• [Problem description] Where does the word "metal" show up in the records? Copy every line that has it.

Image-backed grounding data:
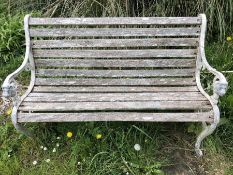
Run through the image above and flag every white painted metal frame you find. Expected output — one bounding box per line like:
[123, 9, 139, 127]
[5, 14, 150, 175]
[1, 14, 228, 156]
[2, 15, 35, 136]
[195, 14, 228, 157]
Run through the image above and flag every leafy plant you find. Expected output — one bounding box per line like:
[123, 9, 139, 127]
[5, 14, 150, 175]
[0, 14, 24, 64]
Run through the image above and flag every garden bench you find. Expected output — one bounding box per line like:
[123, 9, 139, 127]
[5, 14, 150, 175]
[2, 14, 228, 156]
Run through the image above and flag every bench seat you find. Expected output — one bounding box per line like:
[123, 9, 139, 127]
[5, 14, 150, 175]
[18, 86, 213, 122]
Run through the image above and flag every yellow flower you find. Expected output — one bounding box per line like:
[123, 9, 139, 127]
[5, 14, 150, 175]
[96, 134, 102, 139]
[66, 131, 73, 138]
[5, 108, 12, 116]
[227, 36, 232, 41]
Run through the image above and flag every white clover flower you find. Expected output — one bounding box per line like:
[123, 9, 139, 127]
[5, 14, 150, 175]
[32, 160, 38, 165]
[134, 144, 141, 151]
[52, 148, 56, 153]
[43, 147, 48, 151]
[8, 154, 11, 158]
[45, 159, 50, 163]
[56, 137, 61, 140]
[126, 172, 129, 175]
[40, 146, 44, 149]
[56, 143, 59, 147]
[77, 162, 81, 165]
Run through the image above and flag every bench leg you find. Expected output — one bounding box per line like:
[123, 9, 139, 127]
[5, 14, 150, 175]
[11, 106, 33, 137]
[195, 107, 220, 157]
[195, 122, 217, 157]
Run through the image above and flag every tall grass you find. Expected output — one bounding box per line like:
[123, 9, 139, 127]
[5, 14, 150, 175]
[4, 0, 233, 41]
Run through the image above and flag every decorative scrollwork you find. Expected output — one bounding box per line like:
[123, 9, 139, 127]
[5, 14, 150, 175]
[213, 78, 228, 97]
[2, 80, 17, 98]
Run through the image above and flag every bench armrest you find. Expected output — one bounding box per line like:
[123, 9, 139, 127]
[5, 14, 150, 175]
[198, 14, 228, 104]
[2, 54, 31, 97]
[200, 46, 228, 97]
[2, 14, 33, 98]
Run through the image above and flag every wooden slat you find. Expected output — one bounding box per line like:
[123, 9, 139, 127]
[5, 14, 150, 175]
[18, 112, 213, 123]
[25, 92, 207, 102]
[19, 101, 211, 111]
[33, 49, 197, 58]
[36, 69, 195, 77]
[33, 86, 199, 93]
[35, 59, 196, 68]
[30, 28, 200, 37]
[35, 78, 195, 86]
[32, 38, 198, 48]
[29, 17, 201, 25]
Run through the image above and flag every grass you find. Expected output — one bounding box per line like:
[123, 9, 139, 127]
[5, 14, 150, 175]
[0, 42, 233, 174]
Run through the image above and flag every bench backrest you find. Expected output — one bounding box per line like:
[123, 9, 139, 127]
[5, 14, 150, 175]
[28, 16, 202, 87]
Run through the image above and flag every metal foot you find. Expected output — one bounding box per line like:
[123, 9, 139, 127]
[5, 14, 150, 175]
[11, 106, 33, 137]
[13, 122, 33, 137]
[195, 123, 217, 157]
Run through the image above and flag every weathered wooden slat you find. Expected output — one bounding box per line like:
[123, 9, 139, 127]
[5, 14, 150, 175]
[36, 69, 195, 77]
[35, 59, 196, 68]
[33, 49, 197, 58]
[25, 92, 206, 102]
[33, 86, 199, 93]
[19, 101, 211, 111]
[29, 17, 201, 25]
[32, 38, 198, 48]
[18, 112, 213, 123]
[30, 28, 200, 37]
[35, 78, 195, 86]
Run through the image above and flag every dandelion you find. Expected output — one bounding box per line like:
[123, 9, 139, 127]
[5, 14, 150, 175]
[40, 146, 44, 149]
[52, 148, 56, 153]
[96, 133, 102, 139]
[56, 137, 61, 140]
[45, 159, 50, 163]
[32, 160, 38, 165]
[227, 36, 232, 41]
[5, 108, 12, 116]
[56, 143, 59, 147]
[134, 144, 141, 151]
[43, 147, 48, 151]
[67, 131, 73, 138]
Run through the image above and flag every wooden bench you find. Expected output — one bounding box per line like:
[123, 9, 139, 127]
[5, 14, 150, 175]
[2, 14, 228, 156]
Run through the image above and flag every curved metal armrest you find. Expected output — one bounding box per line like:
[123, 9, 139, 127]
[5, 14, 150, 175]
[198, 14, 228, 99]
[200, 47, 228, 98]
[2, 57, 30, 97]
[2, 14, 33, 98]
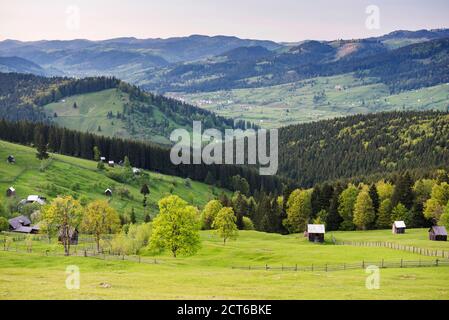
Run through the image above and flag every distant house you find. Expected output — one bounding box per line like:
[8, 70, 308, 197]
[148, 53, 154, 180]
[100, 157, 106, 162]
[429, 226, 448, 241]
[104, 188, 113, 197]
[132, 167, 141, 175]
[7, 155, 15, 164]
[26, 195, 46, 205]
[58, 227, 79, 245]
[8, 215, 40, 234]
[6, 187, 16, 197]
[306, 224, 325, 243]
[392, 221, 406, 234]
[108, 161, 115, 167]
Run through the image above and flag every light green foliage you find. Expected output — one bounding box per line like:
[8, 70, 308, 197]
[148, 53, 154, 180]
[212, 207, 238, 245]
[376, 199, 393, 229]
[353, 186, 375, 230]
[149, 195, 201, 257]
[110, 223, 152, 255]
[424, 182, 449, 221]
[391, 203, 409, 223]
[242, 216, 255, 230]
[40, 195, 83, 255]
[200, 200, 223, 230]
[338, 184, 359, 230]
[439, 202, 449, 230]
[284, 189, 312, 233]
[0, 217, 8, 231]
[81, 200, 120, 252]
[376, 180, 395, 201]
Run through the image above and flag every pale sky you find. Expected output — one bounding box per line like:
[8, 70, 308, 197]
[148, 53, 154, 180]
[1, 0, 448, 42]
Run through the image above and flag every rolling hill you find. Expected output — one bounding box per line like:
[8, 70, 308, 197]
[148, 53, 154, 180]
[0, 140, 226, 221]
[0, 72, 239, 145]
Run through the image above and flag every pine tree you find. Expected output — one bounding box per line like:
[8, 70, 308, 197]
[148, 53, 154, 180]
[376, 199, 393, 229]
[392, 172, 414, 209]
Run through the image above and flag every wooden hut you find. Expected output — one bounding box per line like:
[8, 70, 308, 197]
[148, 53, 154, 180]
[58, 227, 79, 245]
[392, 221, 406, 234]
[8, 215, 40, 234]
[307, 224, 325, 243]
[7, 155, 15, 163]
[104, 188, 113, 197]
[429, 226, 447, 241]
[6, 186, 16, 197]
[100, 157, 106, 162]
[108, 161, 115, 167]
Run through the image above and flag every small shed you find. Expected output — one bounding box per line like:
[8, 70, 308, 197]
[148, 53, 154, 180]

• [Problem solution]
Run through the image above and flag every white painted metal frame you find. Expected output — one bounding box per line like:
Run through the image above and flag every metal foot you find. Expected output — one bounding box per line like:
Run through the image above and flag every curved metal armrest you find. Expected output — one bounding box per line like:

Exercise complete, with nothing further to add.